SELECTED EXCERPT: Begin
Medical Properties Trust Buys Acute Care Hospitals

Medical Properties Trust, Inc. Reports 9% Increase in Normalized FFO Per Share in Second Quarter 2013
Company To Exceed Full Year 2013 Acquisition Target with Pending Acquisition

BIRMINGHAM, Ala.--(BUSINESS WIRE)--Aug. 8, 2013-- Medical Properties Trust, Inc. (the “Company”) (NYSE: MPW) today announced financial and operating results for the second quarter ended June 30, 2013. The Company also announced a definitive agreement for the acquisition and leaseback of the real estate assets of three general acute care hospitals for an aggregate purchase price of $283.3 million, along with approximately $125.0 million in other acquisitions.

HIGHLIGHTS

•Achieved second quarter Normalized Funds from Operations (“FFO”) per diluted share of $0.24, up 9% compared with $0.22 per diluted share reported in the second quarter of 2012;
•Entered into an agreement to acquire the real estate assets of three general acute care hospitals for $283.3 million, which is expected to close during the third quarter of 2013;
•Acquired and leased the real estate assets of two general acute care hospitals in the Kansas City area for $75.0 million in June 2013;
•Commenced development of two inpatient rehabilitation hospitals for an aggregate development and construction cost of approximately $33.5 million;
•Acquired the real estate assets of an inpatient rehabilitation hospital in Corpus Christi for $15.8 million in July;
•Executed definitive agreements and commenced development of free-standing emergency room hospital facilities pursuant to the previously announced commitment to First Choice ER, LLC;
•Sold two long-term acute care hospitals for a gain of $2.1 million; and
•Paid 2013 second quarter cash dividend of $0.20 per share.
Included in the financial tables accompanying this press release is information about the Company’s assets and liabilities, net income and reconciliations of net income to FFO and AFFO, all on a comparable basis to 2012 periods.

“MPT’s investment strategy has always focused on acquiring quality hospital real estate that achieves the industry’s most attractive returns,” said Edward K. Aldag, Jr., Chairman, President and CEO of Medical Properties Trust. “The Company has now completed more than $3.3 billion in acquisitions, and more than $407 million year-to-date, subject to completion of the $283.3 million transaction announced this morning. This amount exceeds our acquisition target for the full-year, and with five months remaining, we expect to complete additional acquisitions. These strategic investments, which generate high yields, are each highly accretive and with built-in inflation escalations, support future FFO per share growth and dividend coverage, create additional diversification in our portfolio and continue to enhance shareholder value.”

MPT recently executed a binding, confidential agreement to acquire the real estate assets of three general acute care hospitals for $283.3 million. The seller / lessee is a well-known operator of multiple acute care facilities, and the transaction is subject to customary conditions and is expected to close during the third quarter of 2013.

MPT has completed several other strategic acquisitions since the beginning of 2013:

•The June acquisition and leaseback to affiliates of Prime Healthcare Services, Inc. of the real estate assets of two general acute care hospitals in the Kansas City area for an aggregate purchase price of $75.0 million;
•The March and May commencement of development for and leases to affiliates of Ernest Health, Inc. of two inpatient rehabilitation hospitals in Post Falls, Idaho and South Ogden, Utah for an aggregate development and construction cost of approximately $33.5 million; and
•The July acquisition and lease to affiliates of Ernest Health, Inc. of the real estate assets of the Corpus Christi, Texas Esplanade Rehab Hospital totaling approximately $15.8 million.
SELECTED EXCERPT: End
SUPPLIED DATA: Begin
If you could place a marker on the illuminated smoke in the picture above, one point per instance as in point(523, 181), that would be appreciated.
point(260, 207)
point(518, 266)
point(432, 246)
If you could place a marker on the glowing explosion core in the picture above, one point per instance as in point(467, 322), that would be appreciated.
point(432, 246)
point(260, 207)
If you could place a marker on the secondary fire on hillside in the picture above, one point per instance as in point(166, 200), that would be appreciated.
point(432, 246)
SUPPLIED DATA: End
= EXERCISE TASKS =
1) According to the Medical Properties Trust press release, what Normalized FFO per diluted share did the Company achieve in the second quarter of 2013?
2) Return the passage of the Medical Properties Trust press release from "Medical Properties Trust Buys" to "in other acquisitions.".
The material above comes from a separate source, not from the Medical Properties Trust press release.

= EXERCISE ANSWERS =
1) $0.24 per diluted share

2)
Medical Properties Trust Buys Acute Care Hospitals

Medical Properties Trust, Inc. Reports 9% Increase in Normalized FFO Per Share in Second Quarter 2013
Company To Exceed Full Year 2013 Acquisition Target with Pending Acquisition

BIRMINGHAM, Ala.--(BUSINESS WIRE)--Aug. 8, 2013-- Medical Properties Trust, Inc. (the “Company”) (NYSE: MPW) today announced financial and operating results for the second quarter ended June 30, 2013. The Company also announced a definitive agreement for the acquisition and leaseback of the real estate assets of three general acute care hospitals for an aggregate purchase price of $283.3 million, along with approximately $125.0 million in other acquisitions.